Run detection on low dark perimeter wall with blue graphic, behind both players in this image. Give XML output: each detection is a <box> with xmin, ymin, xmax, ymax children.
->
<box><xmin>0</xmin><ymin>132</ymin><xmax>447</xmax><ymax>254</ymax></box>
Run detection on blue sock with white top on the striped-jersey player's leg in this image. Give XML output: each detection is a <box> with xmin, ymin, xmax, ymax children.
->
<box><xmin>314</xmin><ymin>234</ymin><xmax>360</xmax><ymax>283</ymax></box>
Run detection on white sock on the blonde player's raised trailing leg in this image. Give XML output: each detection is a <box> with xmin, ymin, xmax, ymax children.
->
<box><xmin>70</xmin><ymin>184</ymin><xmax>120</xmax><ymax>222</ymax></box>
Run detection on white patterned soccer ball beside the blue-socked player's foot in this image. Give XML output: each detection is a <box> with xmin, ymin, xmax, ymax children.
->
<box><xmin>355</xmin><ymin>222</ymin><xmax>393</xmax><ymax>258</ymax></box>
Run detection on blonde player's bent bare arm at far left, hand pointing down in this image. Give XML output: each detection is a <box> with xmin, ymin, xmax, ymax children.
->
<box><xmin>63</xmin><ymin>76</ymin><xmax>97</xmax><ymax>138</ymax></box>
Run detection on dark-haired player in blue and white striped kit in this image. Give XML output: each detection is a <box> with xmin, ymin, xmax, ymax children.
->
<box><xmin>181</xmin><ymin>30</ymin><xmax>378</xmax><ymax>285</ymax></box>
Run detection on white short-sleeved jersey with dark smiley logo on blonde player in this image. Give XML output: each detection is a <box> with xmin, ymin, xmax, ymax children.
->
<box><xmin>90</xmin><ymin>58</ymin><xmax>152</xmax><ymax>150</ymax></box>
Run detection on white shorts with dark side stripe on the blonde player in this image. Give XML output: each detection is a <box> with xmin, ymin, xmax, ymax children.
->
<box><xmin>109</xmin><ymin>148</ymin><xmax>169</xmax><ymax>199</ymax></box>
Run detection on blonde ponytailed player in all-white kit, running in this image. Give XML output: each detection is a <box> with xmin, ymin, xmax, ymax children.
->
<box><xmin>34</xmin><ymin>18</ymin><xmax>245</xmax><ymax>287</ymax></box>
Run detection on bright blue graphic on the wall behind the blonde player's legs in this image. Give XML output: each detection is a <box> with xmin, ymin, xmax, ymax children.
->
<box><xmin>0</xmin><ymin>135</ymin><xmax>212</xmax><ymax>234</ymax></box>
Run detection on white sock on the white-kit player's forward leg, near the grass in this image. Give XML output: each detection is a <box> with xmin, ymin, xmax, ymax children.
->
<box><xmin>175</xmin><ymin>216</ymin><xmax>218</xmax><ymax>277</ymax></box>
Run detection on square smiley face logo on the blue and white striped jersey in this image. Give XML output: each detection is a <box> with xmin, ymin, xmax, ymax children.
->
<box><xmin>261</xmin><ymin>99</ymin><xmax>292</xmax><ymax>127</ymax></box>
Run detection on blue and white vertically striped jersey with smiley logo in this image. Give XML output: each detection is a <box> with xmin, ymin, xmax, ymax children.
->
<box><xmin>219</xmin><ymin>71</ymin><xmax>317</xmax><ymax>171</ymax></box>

* * *

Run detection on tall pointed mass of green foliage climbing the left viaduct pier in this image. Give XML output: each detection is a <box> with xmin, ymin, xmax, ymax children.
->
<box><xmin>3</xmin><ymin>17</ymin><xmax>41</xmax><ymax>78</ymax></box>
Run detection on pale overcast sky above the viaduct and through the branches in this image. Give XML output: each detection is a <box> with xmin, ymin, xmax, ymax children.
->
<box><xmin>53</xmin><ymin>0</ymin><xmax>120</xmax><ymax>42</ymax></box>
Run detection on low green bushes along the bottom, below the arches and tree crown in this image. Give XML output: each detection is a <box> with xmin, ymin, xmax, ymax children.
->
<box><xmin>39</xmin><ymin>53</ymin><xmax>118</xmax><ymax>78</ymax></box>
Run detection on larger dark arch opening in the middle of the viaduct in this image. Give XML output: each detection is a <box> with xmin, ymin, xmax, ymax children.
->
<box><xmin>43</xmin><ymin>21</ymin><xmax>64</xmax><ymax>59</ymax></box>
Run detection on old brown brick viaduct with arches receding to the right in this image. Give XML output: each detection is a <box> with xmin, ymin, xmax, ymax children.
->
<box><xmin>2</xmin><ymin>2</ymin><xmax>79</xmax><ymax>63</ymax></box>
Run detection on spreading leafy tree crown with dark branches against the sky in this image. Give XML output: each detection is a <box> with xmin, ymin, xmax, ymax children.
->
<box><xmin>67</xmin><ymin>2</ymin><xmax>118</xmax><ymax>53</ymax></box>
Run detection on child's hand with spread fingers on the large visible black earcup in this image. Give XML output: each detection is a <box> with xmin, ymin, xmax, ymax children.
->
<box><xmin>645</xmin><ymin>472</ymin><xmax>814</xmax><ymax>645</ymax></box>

...

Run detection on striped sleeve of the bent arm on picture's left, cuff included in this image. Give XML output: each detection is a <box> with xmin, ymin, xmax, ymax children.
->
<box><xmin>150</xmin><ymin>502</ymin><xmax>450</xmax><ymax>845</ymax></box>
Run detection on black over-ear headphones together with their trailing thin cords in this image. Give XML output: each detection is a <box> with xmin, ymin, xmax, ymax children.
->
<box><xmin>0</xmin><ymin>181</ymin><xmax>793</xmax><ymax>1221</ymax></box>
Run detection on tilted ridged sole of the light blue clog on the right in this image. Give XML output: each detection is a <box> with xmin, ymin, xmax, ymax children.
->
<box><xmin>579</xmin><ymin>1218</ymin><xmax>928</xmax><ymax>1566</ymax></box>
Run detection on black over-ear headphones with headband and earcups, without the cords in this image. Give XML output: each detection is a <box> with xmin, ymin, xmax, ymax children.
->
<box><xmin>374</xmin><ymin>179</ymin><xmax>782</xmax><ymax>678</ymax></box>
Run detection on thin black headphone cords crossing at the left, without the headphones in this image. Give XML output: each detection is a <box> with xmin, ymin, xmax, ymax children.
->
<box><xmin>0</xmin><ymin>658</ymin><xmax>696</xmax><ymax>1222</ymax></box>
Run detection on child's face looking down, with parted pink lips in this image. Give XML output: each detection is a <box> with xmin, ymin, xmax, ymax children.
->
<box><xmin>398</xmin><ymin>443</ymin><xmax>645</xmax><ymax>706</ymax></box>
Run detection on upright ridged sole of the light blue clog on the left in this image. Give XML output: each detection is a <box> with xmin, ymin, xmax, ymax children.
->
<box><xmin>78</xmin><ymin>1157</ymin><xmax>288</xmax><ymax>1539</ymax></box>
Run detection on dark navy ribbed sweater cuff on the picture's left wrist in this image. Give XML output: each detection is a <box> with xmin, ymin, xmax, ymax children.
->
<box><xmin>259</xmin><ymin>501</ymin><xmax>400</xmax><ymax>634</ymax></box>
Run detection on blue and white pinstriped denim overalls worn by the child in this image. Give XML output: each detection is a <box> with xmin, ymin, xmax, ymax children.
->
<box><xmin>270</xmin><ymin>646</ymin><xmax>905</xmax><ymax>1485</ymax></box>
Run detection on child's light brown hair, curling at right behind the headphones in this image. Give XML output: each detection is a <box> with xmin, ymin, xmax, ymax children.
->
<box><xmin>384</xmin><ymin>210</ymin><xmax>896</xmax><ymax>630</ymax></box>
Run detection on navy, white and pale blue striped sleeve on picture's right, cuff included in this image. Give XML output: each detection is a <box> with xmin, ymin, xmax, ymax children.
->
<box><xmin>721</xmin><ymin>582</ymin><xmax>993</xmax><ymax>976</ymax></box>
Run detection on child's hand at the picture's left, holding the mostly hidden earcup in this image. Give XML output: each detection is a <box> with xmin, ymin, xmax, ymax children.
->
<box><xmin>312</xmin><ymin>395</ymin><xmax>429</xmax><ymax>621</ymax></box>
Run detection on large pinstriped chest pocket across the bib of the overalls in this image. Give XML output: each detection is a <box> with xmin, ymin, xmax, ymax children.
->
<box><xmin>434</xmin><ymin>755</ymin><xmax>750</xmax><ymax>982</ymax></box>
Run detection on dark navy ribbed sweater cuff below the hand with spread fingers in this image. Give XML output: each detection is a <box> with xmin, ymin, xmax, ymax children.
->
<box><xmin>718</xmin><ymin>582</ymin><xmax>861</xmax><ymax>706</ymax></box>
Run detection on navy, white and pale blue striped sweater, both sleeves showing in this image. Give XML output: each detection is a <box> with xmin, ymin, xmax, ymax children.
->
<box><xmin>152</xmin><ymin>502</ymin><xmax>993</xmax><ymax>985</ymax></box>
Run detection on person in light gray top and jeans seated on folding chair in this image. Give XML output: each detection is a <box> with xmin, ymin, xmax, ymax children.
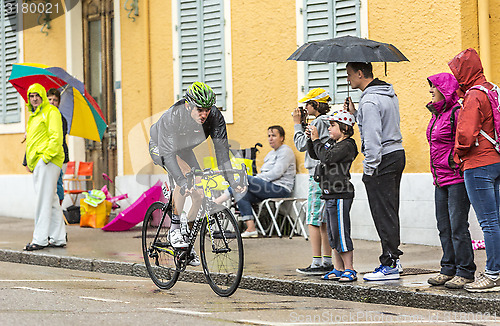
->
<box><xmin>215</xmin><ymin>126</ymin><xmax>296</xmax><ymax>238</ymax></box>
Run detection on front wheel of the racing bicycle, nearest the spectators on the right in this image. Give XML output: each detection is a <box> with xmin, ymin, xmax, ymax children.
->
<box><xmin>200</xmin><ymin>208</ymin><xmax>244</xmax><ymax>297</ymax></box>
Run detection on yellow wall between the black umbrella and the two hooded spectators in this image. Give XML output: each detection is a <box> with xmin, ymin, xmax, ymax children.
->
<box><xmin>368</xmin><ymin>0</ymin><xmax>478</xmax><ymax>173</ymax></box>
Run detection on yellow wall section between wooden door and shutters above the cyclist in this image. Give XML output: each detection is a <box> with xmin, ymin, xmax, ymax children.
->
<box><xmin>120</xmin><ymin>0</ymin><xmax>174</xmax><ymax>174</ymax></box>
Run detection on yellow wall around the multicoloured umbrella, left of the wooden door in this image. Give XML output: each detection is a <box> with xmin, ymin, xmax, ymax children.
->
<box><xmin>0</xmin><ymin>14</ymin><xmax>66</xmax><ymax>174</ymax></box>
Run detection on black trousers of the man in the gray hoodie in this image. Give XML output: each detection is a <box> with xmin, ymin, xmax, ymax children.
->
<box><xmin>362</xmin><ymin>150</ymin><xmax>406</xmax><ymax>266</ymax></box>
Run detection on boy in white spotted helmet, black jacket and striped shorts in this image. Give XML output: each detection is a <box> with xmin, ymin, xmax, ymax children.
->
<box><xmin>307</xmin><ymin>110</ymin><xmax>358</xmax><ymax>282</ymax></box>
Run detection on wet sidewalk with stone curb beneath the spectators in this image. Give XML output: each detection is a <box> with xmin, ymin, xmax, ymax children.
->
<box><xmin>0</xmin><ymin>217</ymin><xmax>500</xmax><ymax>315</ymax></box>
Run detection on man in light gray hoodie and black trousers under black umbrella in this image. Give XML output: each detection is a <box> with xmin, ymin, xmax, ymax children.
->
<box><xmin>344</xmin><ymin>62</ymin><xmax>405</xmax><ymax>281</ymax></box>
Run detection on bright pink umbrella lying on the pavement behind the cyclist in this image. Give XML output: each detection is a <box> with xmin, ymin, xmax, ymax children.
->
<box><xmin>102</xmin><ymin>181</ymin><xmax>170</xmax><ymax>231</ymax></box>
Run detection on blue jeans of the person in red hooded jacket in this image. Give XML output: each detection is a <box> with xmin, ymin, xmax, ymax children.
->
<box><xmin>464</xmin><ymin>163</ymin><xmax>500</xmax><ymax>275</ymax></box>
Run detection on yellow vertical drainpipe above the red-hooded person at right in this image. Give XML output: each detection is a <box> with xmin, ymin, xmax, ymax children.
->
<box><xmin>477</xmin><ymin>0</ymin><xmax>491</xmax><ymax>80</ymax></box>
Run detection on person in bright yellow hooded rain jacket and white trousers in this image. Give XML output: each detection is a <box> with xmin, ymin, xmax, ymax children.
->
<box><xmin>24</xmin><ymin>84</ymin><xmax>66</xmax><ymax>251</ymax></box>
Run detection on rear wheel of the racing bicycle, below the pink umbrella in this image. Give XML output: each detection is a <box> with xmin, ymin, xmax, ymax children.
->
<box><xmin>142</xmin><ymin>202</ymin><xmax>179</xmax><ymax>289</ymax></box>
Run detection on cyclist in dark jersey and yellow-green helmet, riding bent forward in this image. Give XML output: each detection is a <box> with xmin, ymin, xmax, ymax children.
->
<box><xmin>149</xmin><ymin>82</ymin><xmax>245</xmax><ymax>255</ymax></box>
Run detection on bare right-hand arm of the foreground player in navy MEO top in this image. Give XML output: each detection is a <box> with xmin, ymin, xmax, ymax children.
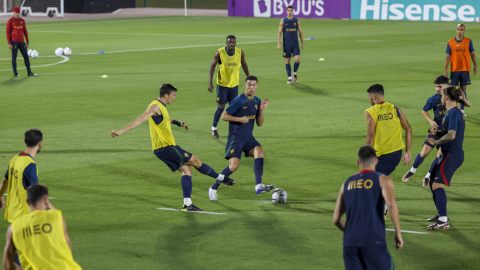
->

__Task statement__
Each line of the material with the word "bright" in it should be listed.

__Exercise solution__
Run detection on bright blue graphic on the wall behind the blonde player's legs in this image. Give XML output: each detection is a <box> with xmin, ymin, xmax, ymax children.
Run detection on bright pink umbrella lying on the pavement behind the cyclist in this image. Give XML output: each detection is a <box> with xmin, ymin, xmax, ymax children.
Run detection on person in bright yellow hooded rain jacket and white trousers in this image. Give XML output: each detection is a <box> with xmin, ymin, xmax, ymax children.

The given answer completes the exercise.